Would you please repeat, word for word, only the lines from the one holding "job | pin one point per instance of the boulder" through the one holding "job | pin one point per instance of the mountain" in the material below, without the pictures?

───── Records shown

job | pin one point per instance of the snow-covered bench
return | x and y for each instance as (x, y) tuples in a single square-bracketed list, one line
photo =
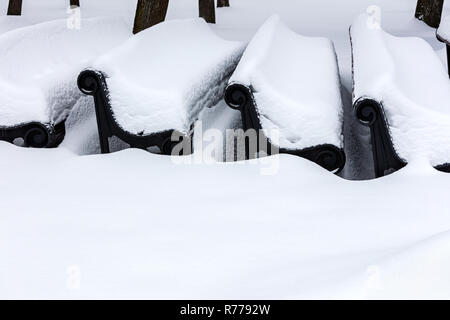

──────────
───── Records shown

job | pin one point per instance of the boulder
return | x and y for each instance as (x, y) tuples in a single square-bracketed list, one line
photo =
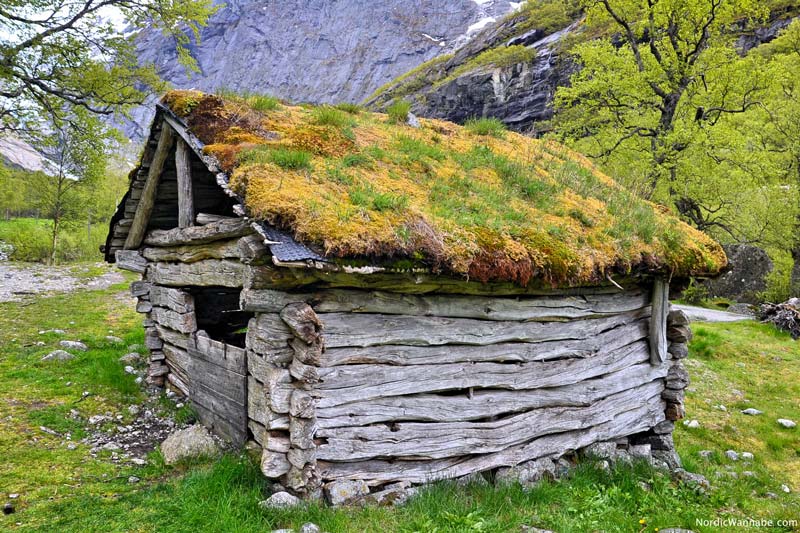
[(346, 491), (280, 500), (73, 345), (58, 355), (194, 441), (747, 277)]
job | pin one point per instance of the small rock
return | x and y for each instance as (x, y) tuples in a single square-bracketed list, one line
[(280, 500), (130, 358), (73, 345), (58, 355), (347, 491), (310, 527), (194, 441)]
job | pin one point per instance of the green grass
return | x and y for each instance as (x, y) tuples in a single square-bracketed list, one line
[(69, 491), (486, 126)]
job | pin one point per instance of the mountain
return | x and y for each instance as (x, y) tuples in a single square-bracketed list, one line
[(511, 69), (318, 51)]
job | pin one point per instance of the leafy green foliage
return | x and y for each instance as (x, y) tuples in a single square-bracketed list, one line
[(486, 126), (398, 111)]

──────────

* **Your solution**:
job | pin one point per instance of the boulder
return | x and y for each instance as (x, y) tuples in a single square-bracketed list, one line
photo =
[(346, 491), (280, 500), (73, 345), (58, 355), (194, 441), (747, 277)]
job | pin one point per instance of the small rock
return | x and y for each instance as (x, y) tuples in a single square-bracketed list, one line
[(280, 500), (130, 358), (73, 345), (58, 355), (347, 491), (310, 527), (194, 441)]
job | pin one point per instance of the green grass
return | x and y for each instance as (x, y) tuples in a single square-bracketed list, one line
[(69, 491), (486, 126)]
job | pin one point per instance of the mountain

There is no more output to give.